You can find 2nd generation Dodge CTD trucks in your price range. The trick is finding one that is mechanically OK. As far as type of transmission, forget the manual. Almost exclusively, trucks that are rated for high towing capacities


----------



## woodsman (Nov 18, 2008)

This what i use on my 1400 ' gravel driveway, and a 96 F150, works very well.


----------



## Aveerainc (Jan 29, 2009)

I have a 700' driveway with drop offs and one steep section. Plowed with an ATV which was great for light storms and sucked when I'd wake up to more than 12 inches of the wet stuff. Sucked even more if I had to plow when it was snow/rain/sleet and was not fun.

Went to a 97 jeep wrangler which was decent but a little light. I am not a fan of Meyer plows either. Sold the rig and bought a 2008 Jeep Wrangler 4 door then added a snow Dogg stainless steel plow. Could not be happier with the set up. It handled the record snow two years ago and the jeep gets me through anything on my way to and from work when the roads are not yet plowed. And I can take the top and doors off the jeep in the summer and have a blast cruising around in it. And the 4 door is a lot heavier than the 97 I had.

Now if you need to tow horses or a big boat go for a truck with plow because the jeep only tows 3500 pounds.


----------



## 90plow (Dec 22, 2001)

Why not just buy a fwd suv or truck and drive out and leave the plowing to the other guy whos been doing it? If you cant get out of your drive then you probably wont make it down the street either...


----------



## oldmankent (Mar 2, 2001)

Exercise requirements
Please resume the plowing thread from the point where it stops. The rows after the plowing thread aren't needed.

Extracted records
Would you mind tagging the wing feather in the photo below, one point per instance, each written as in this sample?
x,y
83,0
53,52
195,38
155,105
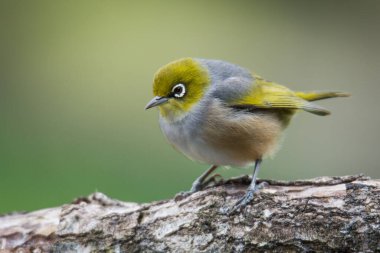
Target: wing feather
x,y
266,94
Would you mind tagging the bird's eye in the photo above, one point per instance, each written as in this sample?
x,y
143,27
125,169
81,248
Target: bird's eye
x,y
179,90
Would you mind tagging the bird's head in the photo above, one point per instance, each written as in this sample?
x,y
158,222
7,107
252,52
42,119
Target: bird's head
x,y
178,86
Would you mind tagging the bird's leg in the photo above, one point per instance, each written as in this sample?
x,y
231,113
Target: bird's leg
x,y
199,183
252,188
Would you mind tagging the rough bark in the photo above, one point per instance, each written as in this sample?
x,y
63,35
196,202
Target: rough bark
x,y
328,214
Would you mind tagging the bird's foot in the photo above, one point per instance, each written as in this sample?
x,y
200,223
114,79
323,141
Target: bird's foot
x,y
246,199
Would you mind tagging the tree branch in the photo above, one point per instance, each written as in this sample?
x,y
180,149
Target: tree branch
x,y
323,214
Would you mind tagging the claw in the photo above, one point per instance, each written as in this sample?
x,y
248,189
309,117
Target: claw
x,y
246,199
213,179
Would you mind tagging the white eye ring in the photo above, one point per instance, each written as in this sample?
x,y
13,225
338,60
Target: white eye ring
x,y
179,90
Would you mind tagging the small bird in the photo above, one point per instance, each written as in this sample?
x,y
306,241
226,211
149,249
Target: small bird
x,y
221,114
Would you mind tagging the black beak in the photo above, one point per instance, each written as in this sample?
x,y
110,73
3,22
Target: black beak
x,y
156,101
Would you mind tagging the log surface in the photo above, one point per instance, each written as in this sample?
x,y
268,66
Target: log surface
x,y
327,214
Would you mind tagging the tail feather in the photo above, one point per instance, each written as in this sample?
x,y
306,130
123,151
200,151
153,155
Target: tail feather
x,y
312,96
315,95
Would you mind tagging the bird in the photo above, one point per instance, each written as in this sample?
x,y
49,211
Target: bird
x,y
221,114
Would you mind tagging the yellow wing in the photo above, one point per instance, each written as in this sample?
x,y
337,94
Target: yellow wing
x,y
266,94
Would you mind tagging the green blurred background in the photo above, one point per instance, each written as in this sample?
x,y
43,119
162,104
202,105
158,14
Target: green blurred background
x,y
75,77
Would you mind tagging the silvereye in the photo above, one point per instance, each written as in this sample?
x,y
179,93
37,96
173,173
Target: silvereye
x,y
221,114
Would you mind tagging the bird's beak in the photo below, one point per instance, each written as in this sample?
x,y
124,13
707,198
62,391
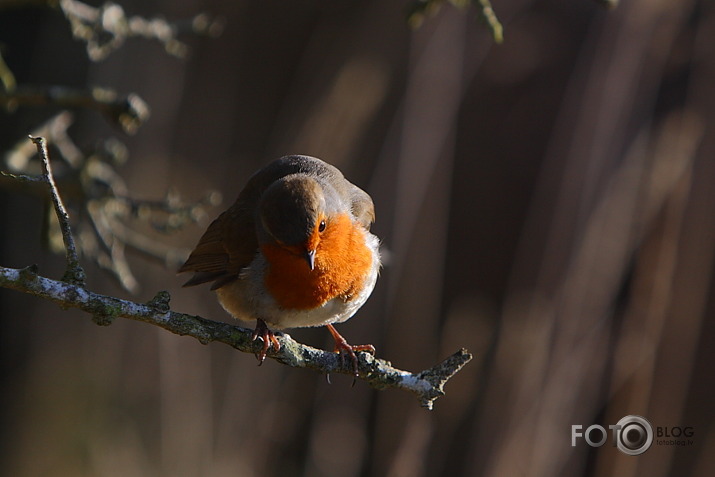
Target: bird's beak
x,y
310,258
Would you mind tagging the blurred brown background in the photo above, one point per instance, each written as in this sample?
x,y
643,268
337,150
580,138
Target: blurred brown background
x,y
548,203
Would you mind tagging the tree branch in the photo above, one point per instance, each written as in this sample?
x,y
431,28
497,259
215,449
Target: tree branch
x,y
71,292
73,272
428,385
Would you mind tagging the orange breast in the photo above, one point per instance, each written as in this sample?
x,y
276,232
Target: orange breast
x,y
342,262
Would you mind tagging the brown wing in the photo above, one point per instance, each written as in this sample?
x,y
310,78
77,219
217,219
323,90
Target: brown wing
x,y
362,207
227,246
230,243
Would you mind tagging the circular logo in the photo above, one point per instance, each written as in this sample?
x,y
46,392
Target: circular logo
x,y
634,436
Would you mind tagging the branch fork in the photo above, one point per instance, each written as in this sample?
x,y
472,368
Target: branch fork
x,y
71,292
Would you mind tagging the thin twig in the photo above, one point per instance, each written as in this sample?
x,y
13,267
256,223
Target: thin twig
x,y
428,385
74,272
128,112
==
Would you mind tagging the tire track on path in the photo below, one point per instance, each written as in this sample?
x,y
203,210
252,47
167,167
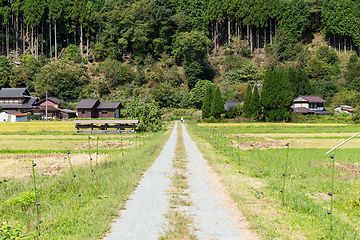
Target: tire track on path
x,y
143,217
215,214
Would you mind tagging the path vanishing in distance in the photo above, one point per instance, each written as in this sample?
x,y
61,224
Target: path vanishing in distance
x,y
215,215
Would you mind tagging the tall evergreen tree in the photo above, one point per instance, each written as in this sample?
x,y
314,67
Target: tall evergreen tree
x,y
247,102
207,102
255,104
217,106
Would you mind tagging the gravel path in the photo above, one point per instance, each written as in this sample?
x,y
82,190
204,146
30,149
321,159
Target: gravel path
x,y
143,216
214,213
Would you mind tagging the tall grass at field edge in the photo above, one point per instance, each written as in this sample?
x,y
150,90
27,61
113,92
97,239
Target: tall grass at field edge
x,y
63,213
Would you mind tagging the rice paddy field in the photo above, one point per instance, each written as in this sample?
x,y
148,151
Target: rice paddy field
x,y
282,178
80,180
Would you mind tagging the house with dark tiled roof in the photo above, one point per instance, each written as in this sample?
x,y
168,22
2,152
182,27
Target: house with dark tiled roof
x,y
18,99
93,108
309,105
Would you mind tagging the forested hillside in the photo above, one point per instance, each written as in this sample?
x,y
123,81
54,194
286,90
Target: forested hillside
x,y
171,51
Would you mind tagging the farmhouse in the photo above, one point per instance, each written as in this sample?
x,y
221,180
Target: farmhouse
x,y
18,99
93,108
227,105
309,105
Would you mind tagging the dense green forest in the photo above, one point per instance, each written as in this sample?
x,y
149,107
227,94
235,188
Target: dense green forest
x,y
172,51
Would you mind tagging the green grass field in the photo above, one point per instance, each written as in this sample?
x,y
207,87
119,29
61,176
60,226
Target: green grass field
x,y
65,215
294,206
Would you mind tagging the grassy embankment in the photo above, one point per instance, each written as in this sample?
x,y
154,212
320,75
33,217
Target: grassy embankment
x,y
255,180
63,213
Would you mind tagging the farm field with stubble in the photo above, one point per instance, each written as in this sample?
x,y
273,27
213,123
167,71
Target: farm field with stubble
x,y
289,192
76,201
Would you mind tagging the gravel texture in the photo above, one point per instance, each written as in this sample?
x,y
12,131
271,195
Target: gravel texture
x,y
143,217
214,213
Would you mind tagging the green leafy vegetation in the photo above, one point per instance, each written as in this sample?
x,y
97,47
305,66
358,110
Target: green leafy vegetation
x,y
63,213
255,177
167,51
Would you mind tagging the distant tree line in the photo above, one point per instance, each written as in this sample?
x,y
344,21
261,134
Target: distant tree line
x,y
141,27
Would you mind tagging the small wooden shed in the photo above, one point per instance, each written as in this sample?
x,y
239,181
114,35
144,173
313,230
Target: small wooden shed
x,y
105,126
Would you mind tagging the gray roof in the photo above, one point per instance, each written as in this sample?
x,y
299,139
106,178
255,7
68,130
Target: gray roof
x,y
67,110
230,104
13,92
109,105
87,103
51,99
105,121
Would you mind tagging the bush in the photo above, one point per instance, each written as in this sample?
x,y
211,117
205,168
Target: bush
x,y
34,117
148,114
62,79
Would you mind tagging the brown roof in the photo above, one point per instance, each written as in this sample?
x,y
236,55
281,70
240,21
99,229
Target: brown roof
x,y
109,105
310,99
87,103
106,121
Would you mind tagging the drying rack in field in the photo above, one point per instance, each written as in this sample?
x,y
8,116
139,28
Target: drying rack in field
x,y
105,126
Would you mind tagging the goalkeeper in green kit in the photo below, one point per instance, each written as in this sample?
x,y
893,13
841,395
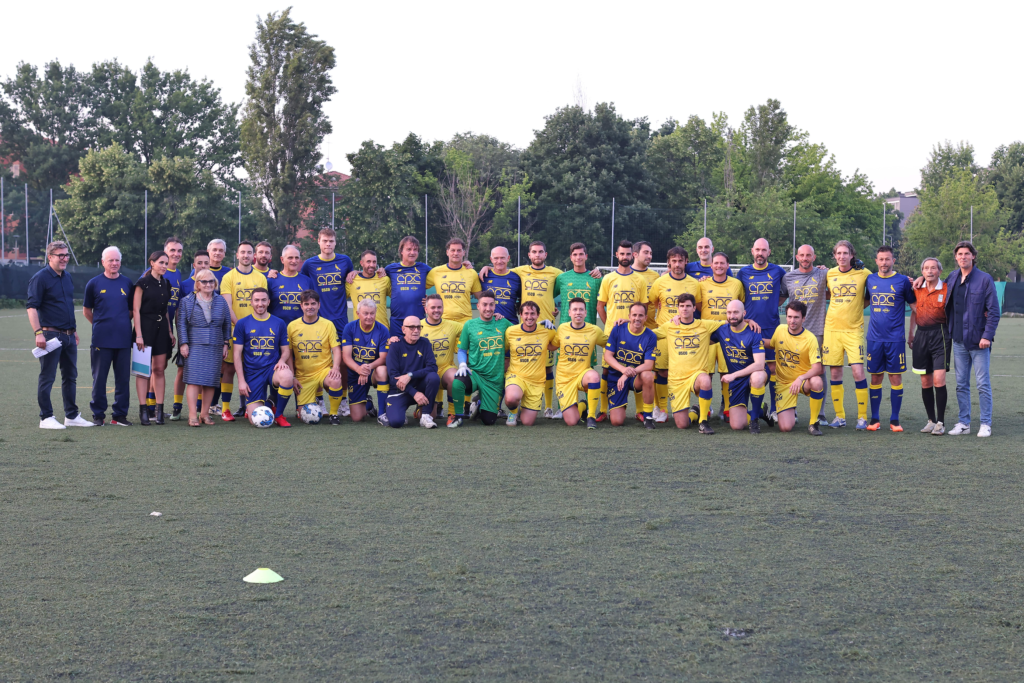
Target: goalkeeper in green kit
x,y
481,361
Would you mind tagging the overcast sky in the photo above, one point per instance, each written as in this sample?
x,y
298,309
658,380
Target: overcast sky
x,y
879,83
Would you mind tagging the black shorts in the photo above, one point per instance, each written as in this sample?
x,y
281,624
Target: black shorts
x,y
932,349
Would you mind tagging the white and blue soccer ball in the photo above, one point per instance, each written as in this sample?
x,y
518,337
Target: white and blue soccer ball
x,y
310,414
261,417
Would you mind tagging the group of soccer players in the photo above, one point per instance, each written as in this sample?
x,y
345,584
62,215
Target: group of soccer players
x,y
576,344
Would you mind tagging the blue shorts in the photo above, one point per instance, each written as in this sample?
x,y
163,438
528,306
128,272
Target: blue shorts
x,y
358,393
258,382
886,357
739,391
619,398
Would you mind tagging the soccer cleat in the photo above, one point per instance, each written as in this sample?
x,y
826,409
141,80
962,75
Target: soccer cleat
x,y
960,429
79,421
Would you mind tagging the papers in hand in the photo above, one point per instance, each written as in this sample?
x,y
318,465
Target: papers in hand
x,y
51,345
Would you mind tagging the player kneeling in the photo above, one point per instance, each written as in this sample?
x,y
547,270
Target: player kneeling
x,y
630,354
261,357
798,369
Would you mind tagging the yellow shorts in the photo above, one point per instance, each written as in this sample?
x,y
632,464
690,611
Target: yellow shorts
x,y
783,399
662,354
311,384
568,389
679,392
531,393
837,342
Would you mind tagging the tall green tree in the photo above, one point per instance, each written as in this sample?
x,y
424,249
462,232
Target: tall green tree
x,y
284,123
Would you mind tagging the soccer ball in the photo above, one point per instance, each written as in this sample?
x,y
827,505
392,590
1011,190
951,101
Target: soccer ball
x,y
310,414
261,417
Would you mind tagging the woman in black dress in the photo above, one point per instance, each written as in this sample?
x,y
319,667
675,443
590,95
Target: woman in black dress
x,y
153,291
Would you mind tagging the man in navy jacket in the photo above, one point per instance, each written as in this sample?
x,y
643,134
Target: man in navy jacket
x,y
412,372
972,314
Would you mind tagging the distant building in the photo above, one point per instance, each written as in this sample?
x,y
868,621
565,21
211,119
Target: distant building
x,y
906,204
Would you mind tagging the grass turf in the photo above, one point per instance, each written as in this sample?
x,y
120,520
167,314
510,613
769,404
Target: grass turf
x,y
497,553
---
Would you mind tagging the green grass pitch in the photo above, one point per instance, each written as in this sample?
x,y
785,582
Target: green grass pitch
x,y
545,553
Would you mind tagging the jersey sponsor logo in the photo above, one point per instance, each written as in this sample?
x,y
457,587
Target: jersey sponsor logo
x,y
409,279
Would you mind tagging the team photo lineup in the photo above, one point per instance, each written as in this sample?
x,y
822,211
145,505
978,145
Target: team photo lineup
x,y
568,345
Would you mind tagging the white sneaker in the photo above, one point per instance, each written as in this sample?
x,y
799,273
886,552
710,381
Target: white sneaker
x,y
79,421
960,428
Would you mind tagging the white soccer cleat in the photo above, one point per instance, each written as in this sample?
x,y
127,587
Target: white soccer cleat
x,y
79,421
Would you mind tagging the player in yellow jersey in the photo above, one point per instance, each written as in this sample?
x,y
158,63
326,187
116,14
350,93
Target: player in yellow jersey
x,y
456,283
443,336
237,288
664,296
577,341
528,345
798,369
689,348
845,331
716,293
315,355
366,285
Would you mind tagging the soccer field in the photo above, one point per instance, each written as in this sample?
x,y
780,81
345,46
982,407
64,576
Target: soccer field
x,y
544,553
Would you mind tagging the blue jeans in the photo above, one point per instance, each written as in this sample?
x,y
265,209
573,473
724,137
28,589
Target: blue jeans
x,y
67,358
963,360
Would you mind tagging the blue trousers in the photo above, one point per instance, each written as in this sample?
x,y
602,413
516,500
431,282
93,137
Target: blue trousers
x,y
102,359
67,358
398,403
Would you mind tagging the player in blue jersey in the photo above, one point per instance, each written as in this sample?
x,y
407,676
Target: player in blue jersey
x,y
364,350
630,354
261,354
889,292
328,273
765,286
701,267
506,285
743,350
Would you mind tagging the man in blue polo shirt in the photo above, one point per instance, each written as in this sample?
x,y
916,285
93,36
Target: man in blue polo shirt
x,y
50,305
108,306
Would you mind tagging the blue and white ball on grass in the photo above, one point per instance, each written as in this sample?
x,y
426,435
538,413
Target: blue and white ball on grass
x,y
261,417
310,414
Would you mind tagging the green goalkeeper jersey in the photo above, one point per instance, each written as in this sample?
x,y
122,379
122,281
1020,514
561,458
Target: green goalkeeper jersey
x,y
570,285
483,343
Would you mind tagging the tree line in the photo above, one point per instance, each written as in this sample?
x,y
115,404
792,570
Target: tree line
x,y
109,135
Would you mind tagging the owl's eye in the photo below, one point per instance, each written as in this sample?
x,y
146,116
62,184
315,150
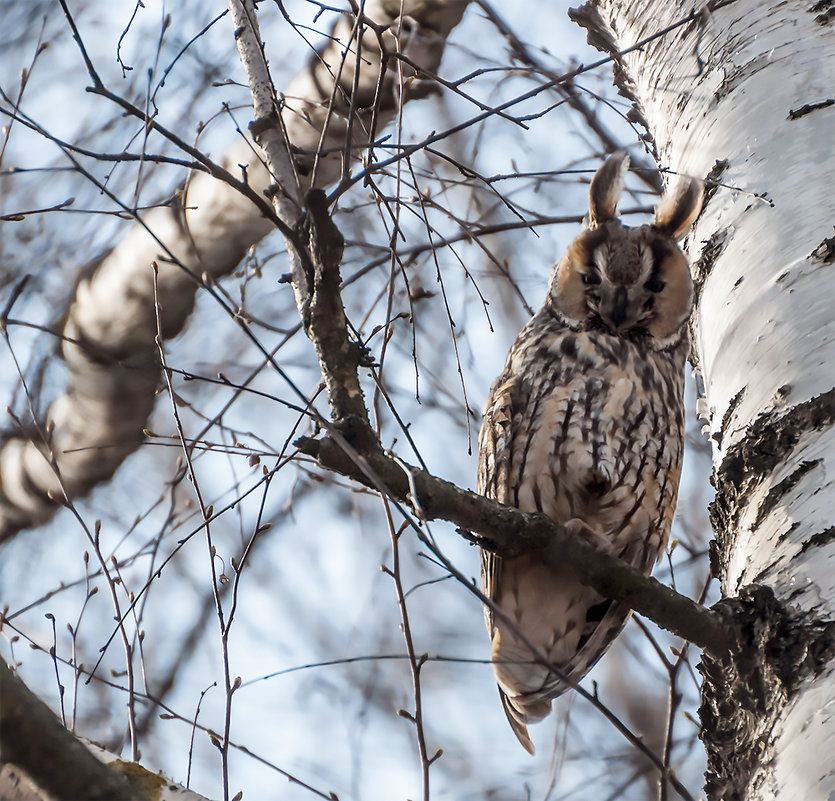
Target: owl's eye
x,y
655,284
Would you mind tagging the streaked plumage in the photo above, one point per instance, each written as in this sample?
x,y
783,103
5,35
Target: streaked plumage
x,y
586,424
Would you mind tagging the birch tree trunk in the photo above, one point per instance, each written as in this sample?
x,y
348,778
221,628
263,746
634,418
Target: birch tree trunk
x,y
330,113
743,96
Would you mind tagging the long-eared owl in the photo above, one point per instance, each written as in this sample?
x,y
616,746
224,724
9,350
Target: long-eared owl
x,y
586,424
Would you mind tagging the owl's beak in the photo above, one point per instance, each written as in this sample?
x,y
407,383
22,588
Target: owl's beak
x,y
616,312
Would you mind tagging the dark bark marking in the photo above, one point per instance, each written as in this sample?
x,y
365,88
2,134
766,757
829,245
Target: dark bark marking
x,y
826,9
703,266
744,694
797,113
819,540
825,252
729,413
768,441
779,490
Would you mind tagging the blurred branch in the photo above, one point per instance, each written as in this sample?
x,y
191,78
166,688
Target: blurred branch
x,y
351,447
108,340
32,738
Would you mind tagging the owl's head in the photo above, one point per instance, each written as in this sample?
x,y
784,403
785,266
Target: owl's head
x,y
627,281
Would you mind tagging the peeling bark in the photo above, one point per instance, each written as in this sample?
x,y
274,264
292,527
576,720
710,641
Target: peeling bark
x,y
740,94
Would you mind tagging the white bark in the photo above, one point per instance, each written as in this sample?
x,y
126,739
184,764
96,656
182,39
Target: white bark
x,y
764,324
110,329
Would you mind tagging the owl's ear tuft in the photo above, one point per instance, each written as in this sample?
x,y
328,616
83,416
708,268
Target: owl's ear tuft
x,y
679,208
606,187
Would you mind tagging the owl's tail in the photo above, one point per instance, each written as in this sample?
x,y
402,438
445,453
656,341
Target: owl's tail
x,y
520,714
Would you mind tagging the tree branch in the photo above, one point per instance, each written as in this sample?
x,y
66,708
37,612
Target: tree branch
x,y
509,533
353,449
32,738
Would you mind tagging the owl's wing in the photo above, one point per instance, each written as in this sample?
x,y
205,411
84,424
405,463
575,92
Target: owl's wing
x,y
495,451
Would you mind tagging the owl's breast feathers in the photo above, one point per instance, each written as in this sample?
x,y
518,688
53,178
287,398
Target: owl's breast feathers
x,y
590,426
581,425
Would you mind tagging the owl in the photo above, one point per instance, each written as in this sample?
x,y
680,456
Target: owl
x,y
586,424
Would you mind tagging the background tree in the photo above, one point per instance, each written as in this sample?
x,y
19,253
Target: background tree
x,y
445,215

Reply to the exercise
I vote for 3/4-1 ton truck with 8'-9' straight blade. Another thing to think about is you need to Plow with the storms. So sleep could be tough. If you can keep your speed up on the main road you can push a good amount of snow. Going down hill you can push more snow than uphill. Push too much snow and your front end can slide. Run some decent ballast with good tires and you should be good to go. I'd recommend a full trip blade as opposed to trip edge.


----------



## theholycow (Nov 29, 2002)

OP hasn't been back since June.

mtphoto, if you do come back: Have you checked what the other residents are using? It sounds like they have configurations that work fine for them; I imagine a similar rig would work for you. Your budget sounds like more than enough considering you're not looking to also use your truck as a daily driver.


----------



## Dennis Baunach (Apr 15, 2003)

We live in snow country in WA state in the backwoods. We get 3+ feet of snow ea year and I need to plow out about a mile of dirt/gravel logging roads (some my drive and some neighbors). One of the biggest problems is side casting the snow far enough over the banks. It will quickly build up not allowing any more room for more snow. I need to use my backhoe to spend hours pushing it further over the banks.( I plow when I get around 4-6" of snow).

For the past 17 years I have used various rigs including:

A case tractor with front and back plow which with didn't work out well. Too slow, I'm out in the elements too long and not heavy / fast enough to side cast the snow over the banks.

My back-hoe. I made a front blade attachment which when plowing large amounts of snow it would lift the front wheels off the ground. and again too slow to throw the snow over the bank.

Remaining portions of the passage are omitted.